**WHAT THIS TASK INVOLVES:**
Reproduce the entries below in full and without error.

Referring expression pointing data
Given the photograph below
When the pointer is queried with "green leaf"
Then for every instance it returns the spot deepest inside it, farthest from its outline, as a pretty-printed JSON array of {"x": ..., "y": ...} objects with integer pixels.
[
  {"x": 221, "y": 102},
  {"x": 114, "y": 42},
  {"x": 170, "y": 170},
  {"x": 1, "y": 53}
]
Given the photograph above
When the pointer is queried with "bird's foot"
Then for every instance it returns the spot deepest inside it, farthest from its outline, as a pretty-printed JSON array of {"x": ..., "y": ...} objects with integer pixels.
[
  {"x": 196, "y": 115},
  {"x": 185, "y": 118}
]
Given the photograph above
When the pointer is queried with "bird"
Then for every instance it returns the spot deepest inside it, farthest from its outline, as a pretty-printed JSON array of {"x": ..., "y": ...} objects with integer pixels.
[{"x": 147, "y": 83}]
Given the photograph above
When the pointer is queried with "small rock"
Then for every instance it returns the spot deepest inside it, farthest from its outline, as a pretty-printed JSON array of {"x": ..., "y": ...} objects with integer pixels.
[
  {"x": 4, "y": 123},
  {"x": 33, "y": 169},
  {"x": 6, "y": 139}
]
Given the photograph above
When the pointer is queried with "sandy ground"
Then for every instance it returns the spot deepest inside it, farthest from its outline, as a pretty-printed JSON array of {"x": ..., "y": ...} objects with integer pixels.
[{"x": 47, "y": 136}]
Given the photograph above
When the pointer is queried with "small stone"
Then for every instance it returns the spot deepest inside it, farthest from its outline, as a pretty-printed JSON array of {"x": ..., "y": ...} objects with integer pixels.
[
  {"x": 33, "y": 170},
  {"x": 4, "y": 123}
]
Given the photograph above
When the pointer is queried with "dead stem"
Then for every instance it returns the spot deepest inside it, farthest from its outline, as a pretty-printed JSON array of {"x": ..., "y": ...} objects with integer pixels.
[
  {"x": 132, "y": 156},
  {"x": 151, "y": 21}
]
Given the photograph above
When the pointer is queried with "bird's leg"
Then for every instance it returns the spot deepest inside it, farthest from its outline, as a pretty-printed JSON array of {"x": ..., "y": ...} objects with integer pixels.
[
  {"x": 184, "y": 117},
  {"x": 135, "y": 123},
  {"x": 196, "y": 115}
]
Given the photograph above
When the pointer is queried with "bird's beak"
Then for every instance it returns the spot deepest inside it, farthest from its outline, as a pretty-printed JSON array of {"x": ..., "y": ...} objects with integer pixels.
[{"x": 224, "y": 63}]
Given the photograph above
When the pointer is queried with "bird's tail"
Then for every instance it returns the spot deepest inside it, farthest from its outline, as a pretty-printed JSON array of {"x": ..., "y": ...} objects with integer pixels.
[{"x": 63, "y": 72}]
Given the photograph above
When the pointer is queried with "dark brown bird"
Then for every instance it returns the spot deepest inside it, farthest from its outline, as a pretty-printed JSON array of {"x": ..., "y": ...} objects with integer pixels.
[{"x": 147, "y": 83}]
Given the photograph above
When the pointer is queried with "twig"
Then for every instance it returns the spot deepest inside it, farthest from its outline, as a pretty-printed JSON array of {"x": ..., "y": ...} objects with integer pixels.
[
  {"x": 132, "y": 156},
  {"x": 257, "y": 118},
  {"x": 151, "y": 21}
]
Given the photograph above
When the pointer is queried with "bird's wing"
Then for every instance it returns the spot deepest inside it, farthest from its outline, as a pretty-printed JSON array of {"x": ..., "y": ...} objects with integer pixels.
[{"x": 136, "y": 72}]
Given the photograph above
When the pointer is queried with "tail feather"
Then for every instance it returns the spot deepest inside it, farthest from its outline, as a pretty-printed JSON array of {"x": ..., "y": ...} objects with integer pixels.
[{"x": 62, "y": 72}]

**PROBLEM SOLUTION:**
Given the photograph below
When the pointer is queried with "green leaf"
Then for every instance it returns the spot deepest inside it, farthest from its outline, as a pretty-printed JSON array of {"x": ..., "y": ...} objects with integer pixels.
[
  {"x": 221, "y": 102},
  {"x": 114, "y": 42},
  {"x": 170, "y": 170},
  {"x": 1, "y": 53}
]
Given the photograph above
When the pointer is queried with "bird's foot"
Then for every instance it returns the spot deepest inside it, farthest from its outline, as a pretty-printed JSON array of {"x": ..., "y": ...} objects with integer pixels.
[
  {"x": 196, "y": 115},
  {"x": 185, "y": 118}
]
Given the photograph above
When the pointer is queried with "bird"
Then for every instance it returns the spot deepest inside it, farthest from its outline, as a pretty-printed JSON array of {"x": ..., "y": ...} objects with integer pixels.
[{"x": 147, "y": 83}]
Given the photograph above
When the pointer is queried with "small rock"
Then for every instance it returns the spot deepest inside it, farthest from its outline, as a pretty-printed JSON array of {"x": ..., "y": ...} objects with integer pixels.
[
  {"x": 4, "y": 123},
  {"x": 33, "y": 169},
  {"x": 6, "y": 139}
]
Given the photograph above
When the pointer is queried with "sandy ground"
Then for every instance it returns the spot deepest inside it, farthest from its outline, as a pretty-printed JSON array of {"x": ..., "y": ...} objects with integer pixels.
[{"x": 47, "y": 136}]
Given the photograph above
When the pointer is queried with "small stone"
Then for every instance it returns the spot deepest inside it, farthest from its outline, as a pretty-printed JSON array of {"x": ..., "y": ...} objects with integer pixels.
[
  {"x": 33, "y": 170},
  {"x": 4, "y": 123}
]
Given the photograph above
When the pointer is queried with "dead stem"
Then for every instance it returns the spot deepest inside it, farthest from its outline, as a pretty-printed JSON array of {"x": ..., "y": ...} objects with integer pixels.
[
  {"x": 132, "y": 156},
  {"x": 151, "y": 21}
]
Given the photograph above
When the pointer is queried with "bird's leg"
Then for every instance it returns the spot deepest inside it, farthest from its outline, as a pretty-printed JSON array of {"x": ..., "y": ...} objects with integer pixels.
[
  {"x": 184, "y": 117},
  {"x": 135, "y": 123},
  {"x": 196, "y": 115}
]
Given the photograph above
When the pointer is queried with "bird's beak"
Then for every instance it returns the spot deepest inside it, farthest from its outline, as a pretty-printed JSON array of {"x": ..., "y": ...} objects with integer pixels.
[{"x": 224, "y": 63}]
Given the photograph above
When the pointer is queried with "bird's tail"
Then for every instance it returns the spot deepest inside it, farthest from its outline, as a pretty-printed JSON array of {"x": ..., "y": ...} objects with integer pixels.
[{"x": 63, "y": 72}]
Given the photograph above
When the pointer is queried with "dark brown bird"
Then for every instance it returns the spot deepest inside it, farthest from its outline, as a pretty-printed JSON array of {"x": ..., "y": ...} objects with integer pixels.
[{"x": 147, "y": 83}]
Given the photograph above
When the pointer is queried with "twig"
Then for every instance it returns the spot deepest inside it, farthest from its outline, as a pretty-printed JSON array of {"x": ..., "y": ...} objects with integer pixels.
[
  {"x": 132, "y": 156},
  {"x": 257, "y": 118},
  {"x": 151, "y": 21}
]
Given the photograph above
When the pointer is queried with "bird's wing"
Then for every instance it returns the spot deepest inside it, farthest from its outline, as a pretty-printed JSON array of {"x": ..., "y": ...} objects with integer pixels.
[{"x": 136, "y": 72}]
Given the photograph above
When the pointer is queried with "tail feather"
Then for every instance it returns the spot deepest inside it, farthest from its outline, as a pretty-printed JSON array of {"x": ..., "y": ...} objects with integer pixels.
[{"x": 62, "y": 72}]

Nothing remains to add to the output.